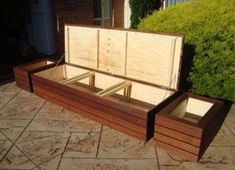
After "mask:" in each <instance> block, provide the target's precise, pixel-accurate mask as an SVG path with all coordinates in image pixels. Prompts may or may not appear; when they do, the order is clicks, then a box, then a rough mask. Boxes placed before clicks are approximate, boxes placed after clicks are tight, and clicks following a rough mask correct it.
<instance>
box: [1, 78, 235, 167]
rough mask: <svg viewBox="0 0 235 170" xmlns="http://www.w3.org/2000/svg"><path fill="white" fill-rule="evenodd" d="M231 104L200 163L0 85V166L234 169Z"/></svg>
mask: <svg viewBox="0 0 235 170" xmlns="http://www.w3.org/2000/svg"><path fill="white" fill-rule="evenodd" d="M234 167H235V105H233V107H232V108H231V110H230V113H229V114H228V116H227V118H226V120H225V122H224V124H223V126H222V128H221V129H220V131H219V133H218V134H217V136H216V137H215V139H214V140H213V142H212V144H211V145H210V147H209V148H208V149H207V151H206V153H205V154H204V156H203V158H202V159H201V160H200V162H199V163H196V162H191V161H187V160H185V159H182V158H180V157H178V156H175V155H174V154H169V153H167V152H165V151H163V150H161V149H158V148H156V147H154V145H153V144H152V141H149V142H147V143H144V142H142V141H140V140H137V139H135V138H133V137H130V136H127V135H125V134H123V133H120V132H118V131H116V130H113V129H111V128H109V127H107V126H104V125H102V124H100V123H97V122H94V121H92V120H89V119H87V118H85V117H82V116H80V115H79V114H77V113H73V112H71V111H69V110H66V109H64V108H62V107H61V106H58V105H56V104H53V103H51V102H49V101H46V100H44V99H42V98H40V97H37V96H36V95H34V94H31V93H28V92H26V91H24V90H21V89H19V88H18V87H17V86H16V85H15V82H13V83H8V84H5V85H1V86H0V169H33V170H38V169H48V170H53V169H62V170H67V169H69V170H73V169H74V170H77V169H78V170H85V169H86V170H90V169H91V170H93V169H95V170H96V169H97V170H157V169H161V170H162V169H163V170H164V169H177V170H178V169H197V170H198V169H203V170H204V169H223V170H227V169H231V170H232V169H234Z"/></svg>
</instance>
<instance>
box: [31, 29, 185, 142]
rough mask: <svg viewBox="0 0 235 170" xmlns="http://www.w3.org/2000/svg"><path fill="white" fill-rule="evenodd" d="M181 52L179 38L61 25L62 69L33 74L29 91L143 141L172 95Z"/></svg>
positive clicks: (157, 34)
mask: <svg viewBox="0 0 235 170" xmlns="http://www.w3.org/2000/svg"><path fill="white" fill-rule="evenodd" d="M182 47H183V36H182V35H167V34H161V33H147V32H137V31H133V30H118V29H107V28H101V27H83V26H73V25H66V26H65V51H66V53H65V61H66V64H64V65H60V66H57V67H54V68H50V69H47V70H44V71H41V72H38V73H35V74H34V75H33V76H32V78H33V89H34V92H35V94H37V95H39V96H41V97H44V98H46V99H48V100H51V101H54V102H56V103H58V104H61V105H63V106H64V107H67V108H69V109H72V110H74V111H78V112H79V113H80V114H83V115H85V116H87V117H90V118H92V119H94V120H97V121H99V122H102V123H104V124H106V125H108V126H110V127H112V128H115V129H117V130H119V131H122V132H124V133H127V134H129V135H132V136H134V137H137V138H139V139H142V140H148V139H150V138H152V137H153V133H154V116H155V113H156V112H157V111H158V110H159V109H160V107H162V106H165V105H166V104H167V102H165V101H170V100H172V99H173V98H174V96H175V95H176V90H177V89H178V83H179V76H180V63H181V54H182ZM163 101H164V102H163Z"/></svg>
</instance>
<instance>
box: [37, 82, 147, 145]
mask: <svg viewBox="0 0 235 170" xmlns="http://www.w3.org/2000/svg"><path fill="white" fill-rule="evenodd" d="M34 93H35V94H37V95H39V96H41V97H43V98H45V99H47V100H50V101H52V102H55V103H58V104H60V105H62V106H63V107H65V108H68V109H70V110H72V111H75V112H78V113H79V114H81V115H84V116H86V117H89V118H91V119H93V120H96V121H98V122H101V123H104V124H105V125H107V126H110V127H112V128H114V129H117V130H120V131H122V132H124V133H127V134H129V135H131V136H134V137H136V138H138V139H141V140H146V134H145V133H146V131H145V129H144V128H142V129H141V128H140V127H139V126H136V125H135V124H133V123H130V122H124V121H123V120H121V119H117V118H116V117H112V116H110V115H109V114H106V113H102V112H100V111H98V110H95V109H92V108H90V107H86V106H84V105H82V104H80V102H76V101H74V102H73V100H72V99H71V98H66V97H63V96H62V95H61V94H57V93H53V92H50V91H49V90H45V89H42V88H40V87H37V85H34ZM140 131H141V132H140Z"/></svg>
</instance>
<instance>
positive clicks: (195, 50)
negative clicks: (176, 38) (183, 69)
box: [139, 0, 235, 101]
mask: <svg viewBox="0 0 235 170" xmlns="http://www.w3.org/2000/svg"><path fill="white" fill-rule="evenodd" d="M234 11H235V0H194V1H192V2H186V3H182V4H178V5H176V6H174V7H169V8H167V9H165V10H163V11H160V12H155V13H154V14H153V15H151V16H149V17H147V18H145V19H143V20H142V21H141V23H140V24H139V29H140V30H148V31H149V30H151V31H163V32H173V33H184V34H185V49H184V50H185V54H184V59H185V60H184V61H186V63H184V67H187V66H190V58H193V59H192V67H191V69H190V70H189V74H188V75H187V80H186V81H184V80H183V86H181V87H186V85H189V87H190V91H192V92H193V93H196V94H202V95H207V96H211V97H216V98H222V99H230V100H232V101H235V49H234V48H235V35H234V34H235V12H234ZM184 71H187V70H184ZM185 74H186V73H185V72H183V75H185Z"/></svg>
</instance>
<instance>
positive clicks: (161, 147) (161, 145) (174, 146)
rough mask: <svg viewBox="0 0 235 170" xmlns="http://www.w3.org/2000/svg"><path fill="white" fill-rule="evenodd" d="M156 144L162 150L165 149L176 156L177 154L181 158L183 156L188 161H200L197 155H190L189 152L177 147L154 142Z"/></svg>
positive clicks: (166, 150) (160, 141)
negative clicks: (180, 156) (186, 159)
mask: <svg viewBox="0 0 235 170" xmlns="http://www.w3.org/2000/svg"><path fill="white" fill-rule="evenodd" d="M154 144H155V145H156V146H157V147H159V148H161V149H164V150H166V151H168V152H170V153H174V154H177V155H179V156H182V157H184V158H186V159H189V160H192V161H198V156H197V155H194V154H192V153H189V152H187V151H184V150H182V149H181V148H177V147H175V146H171V145H169V144H166V143H164V142H161V141H158V140H154Z"/></svg>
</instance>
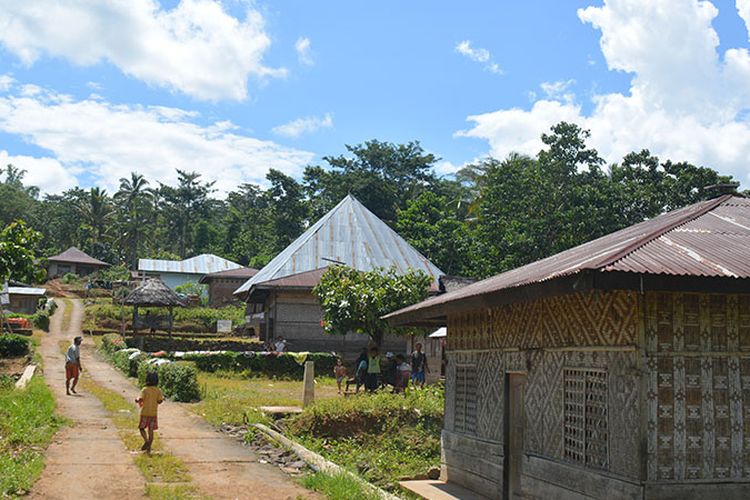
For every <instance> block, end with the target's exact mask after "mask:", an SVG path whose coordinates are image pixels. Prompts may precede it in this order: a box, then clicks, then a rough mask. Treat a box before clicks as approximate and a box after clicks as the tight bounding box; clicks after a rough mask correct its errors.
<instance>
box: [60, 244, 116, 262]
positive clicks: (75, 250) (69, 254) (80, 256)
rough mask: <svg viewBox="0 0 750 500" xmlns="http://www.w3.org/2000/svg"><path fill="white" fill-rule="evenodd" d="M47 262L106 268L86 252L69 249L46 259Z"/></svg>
mask: <svg viewBox="0 0 750 500" xmlns="http://www.w3.org/2000/svg"><path fill="white" fill-rule="evenodd" d="M47 261H48V262H70V263H74V264H91V265H94V266H108V265H109V264H107V263H106V262H104V261H101V260H99V259H95V258H93V257H92V256H90V255H89V254H87V253H86V252H82V251H81V250H78V249H77V248H76V247H70V248H68V249H67V250H65V251H64V252H63V253H61V254H57V255H54V256H52V257H49V258H47Z"/></svg>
....
▶ [What you have to do]:
Transcribe every entry exactly, omitting pictures.

▶ [Written response]:
After "mask:" in each <instance> block, provide the target's precise, pixel-accurate mask as an SVG path with all coordinates in image pixels. Prompts may or may not appear; when they do, the order is clicks, then a box, then a rough mask. Boxes placed before clicks are approximate, boxes placed after clicks are tight, and clicks following a rough mask correct it.
<instance>
box: [1, 78, 235, 167]
rough mask: <svg viewBox="0 0 235 170" xmlns="http://www.w3.org/2000/svg"><path fill="white" fill-rule="evenodd" d="M231 104L200 163L0 85V166L234 169Z"/></svg>
mask: <svg viewBox="0 0 235 170" xmlns="http://www.w3.org/2000/svg"><path fill="white" fill-rule="evenodd" d="M234 167H235V105H233V107H232V108H231V110H230V113H229V114H228V116H227V118H226V120H225V122H224V124H223V126H222V128H221V129H220V131H219V133H218V134H217V136H216V137H215V139H214V140H213V142H212V144H211V145H210V147H209V148H208V149H207V151H206V153H205V154H204V156H203V158H202V159H201V160H200V162H199V163H196V162H191V161H187V160H185V159H182V158H180V157H178V156H175V155H174V154H169V153H167V152H165V151H163V150H161V149H158V148H156V147H154V145H153V144H152V141H149V142H147V143H144V142H142V141H140V140H137V139H135V138H133V137H130V136H127V135H125V134H123V133H120V132H118V131H116V130H113V129H111V128H109V127H107V126H104V125H102V124H100V123H97V122H94V121H92V120H89V119H87V118H85V117H82V116H80V115H79V114H77V113H73V112H71V111H69V110H66V109H64V108H62V107H61V106H58V105H56V104H53V103H51V102H49V101H46V100H44V99H42V98H40V97H37V96H36V95H34V94H31V93H28V92H26V91H24V90H21V89H19V88H18V87H17V86H16V85H15V82H13V83H8V84H5V85H1V86H0V169H33V170H38V169H48V170H53V169H62V170H67V169H69V170H73V169H74V170H77V169H78V170H85V169H86V170H90V169H91V170H93V169H95V170H96V169H97V170H157V169H161V170H162V169H163V170H164V169H177V170H178V169H197V170H198V169H203V170H204V169H223V170H227V169H231V170H232V169H234Z"/></svg>
</instance>
<instance>
box: [31, 29, 185, 142]
rough mask: <svg viewBox="0 0 235 170" xmlns="http://www.w3.org/2000/svg"><path fill="white" fill-rule="evenodd" d="M181 52L179 38L61 25L62 69L33 74L29 91L143 141L172 95Z"/></svg>
positive clicks: (157, 34)
mask: <svg viewBox="0 0 235 170" xmlns="http://www.w3.org/2000/svg"><path fill="white" fill-rule="evenodd" d="M182 47H183V36H182V35H167V34H161V33H147V32H137V31H133V30H118V29H107V28H101V27H83V26H73V25H66V26H65V51H66V53H65V61H66V64H64V65H60V66H57V67H54V68H50V69H47V70H44V71H41V72H38V73H35V74H34V75H33V76H32V78H33V89H34V92H35V94H37V95H39V96H41V97H44V98H46V99H48V100H51V101H54V102H56V103H58V104H61V105H63V106H64V107H67V108H69V109H72V110H74V111H78V112H79V113H80V114H83V115H85V116H87V117H90V118H92V119H94V120H97V121H99V122H102V123H104V124H106V125H108V126H110V127H112V128H115V129H117V130H119V131H122V132H124V133H127V134H129V135H132V136H134V137H137V138H139V139H142V140H148V139H150V138H152V137H153V133H154V116H155V113H156V112H157V111H158V110H159V109H160V107H162V106H165V105H166V104H167V102H165V101H170V100H172V99H173V98H174V96H175V95H176V90H177V89H178V83H179V76H180V63H181V54H182ZM163 101H164V102H163Z"/></svg>
</instance>
<instance>
box: [37, 82, 147, 145]
mask: <svg viewBox="0 0 235 170" xmlns="http://www.w3.org/2000/svg"><path fill="white" fill-rule="evenodd" d="M34 93H35V94H37V95H39V96H41V97H43V98H45V99H47V100H50V101H52V102H55V103H58V104H60V105H62V106H63V107H65V108H68V109H70V110H72V111H75V112H78V113H79V114H81V115H84V116H86V117H89V118H91V119H93V120H96V121H98V122H101V123H104V124H105V125H107V126H110V127H112V128H114V129H117V130H120V131H122V132H124V133H127V134H129V135H131V136H134V137H136V138H138V139H141V140H146V134H145V133H146V131H145V129H144V128H142V129H141V128H140V127H139V126H136V125H135V124H133V123H130V122H124V121H123V120H121V119H117V118H116V117H112V116H110V115H109V114H106V113H102V112H100V111H98V110H95V109H92V108H90V107H86V106H84V105H82V104H80V102H76V101H74V102H73V100H72V99H71V98H66V97H63V96H62V95H61V94H57V93H53V92H50V91H49V90H45V89H42V88H40V87H37V85H34ZM140 131H141V132H140Z"/></svg>
</instance>
<instance>
positive clicks: (195, 50)
negative clicks: (176, 38) (183, 69)
box: [139, 0, 235, 101]
mask: <svg viewBox="0 0 235 170" xmlns="http://www.w3.org/2000/svg"><path fill="white" fill-rule="evenodd" d="M234 11H235V0H194V1H192V2H186V3H182V4H178V5H176V6H174V7H169V8H167V9H165V10H163V11H160V12H155V13H154V14H153V15H151V16H149V17H147V18H145V19H143V20H142V21H141V23H140V24H139V29H140V30H148V31H149V30H151V31H163V32H173V33H184V34H185V49H184V50H185V54H184V59H185V60H184V61H186V63H184V67H187V66H190V58H193V59H192V67H191V69H190V70H189V74H188V75H187V80H186V81H184V80H183V86H181V87H186V85H189V87H190V91H192V92H193V93H196V94H202V95H207V96H211V97H216V98H222V99H230V100H232V101H235V49H234V48H235V35H234V34H235V12H234ZM184 71H187V70H184ZM185 74H186V73H185V72H183V75H185Z"/></svg>
</instance>
<instance>
positive clicks: (161, 147) (161, 145) (174, 146)
rough mask: <svg viewBox="0 0 235 170" xmlns="http://www.w3.org/2000/svg"><path fill="white" fill-rule="evenodd" d="M156 144L162 150L165 149L176 156L177 154L181 158L183 156L188 161H200L197 155H190L189 152L177 147L154 142Z"/></svg>
positive clicks: (166, 150) (160, 141)
negative clicks: (180, 156) (186, 159)
mask: <svg viewBox="0 0 235 170" xmlns="http://www.w3.org/2000/svg"><path fill="white" fill-rule="evenodd" d="M154 144H155V145H156V146H157V147H159V148H161V149H164V150H166V151H168V152H170V153H174V154H177V155H179V156H182V157H184V158H186V159H189V160H192V161H198V156H197V155H194V154H192V153H189V152H187V151H184V150H182V149H181V148H177V147H175V146H171V145H169V144H166V143H164V142H161V141H158V140H154Z"/></svg>
</instance>
For every <instance> block, end with the target's exact mask after "mask:", an SVG path whose coordinates are image pixels. Prompts may precede it in this order: a box, then clicks, then a rough mask. Treat a box before clicks as approximate and a box after clicks as the tight bounding box; clicks after a rough mask correct its errors.
<instance>
box: [60, 244, 116, 262]
positive clicks: (75, 250) (69, 254) (80, 256)
rough mask: <svg viewBox="0 0 750 500" xmlns="http://www.w3.org/2000/svg"><path fill="white" fill-rule="evenodd" d="M47 262L106 268L86 252L69 249L46 259Z"/></svg>
mask: <svg viewBox="0 0 750 500" xmlns="http://www.w3.org/2000/svg"><path fill="white" fill-rule="evenodd" d="M47 261H48V262H70V263H74V264H91V265H94V266H108V265H109V264H107V263H106V262H104V261H101V260H99V259H95V258H93V257H92V256H90V255H89V254H87V253H86V252H82V251H81V250H78V249H77V248H76V247H70V248H68V249H67V250H65V251H64V252H63V253H61V254H57V255H54V256H52V257H49V258H47Z"/></svg>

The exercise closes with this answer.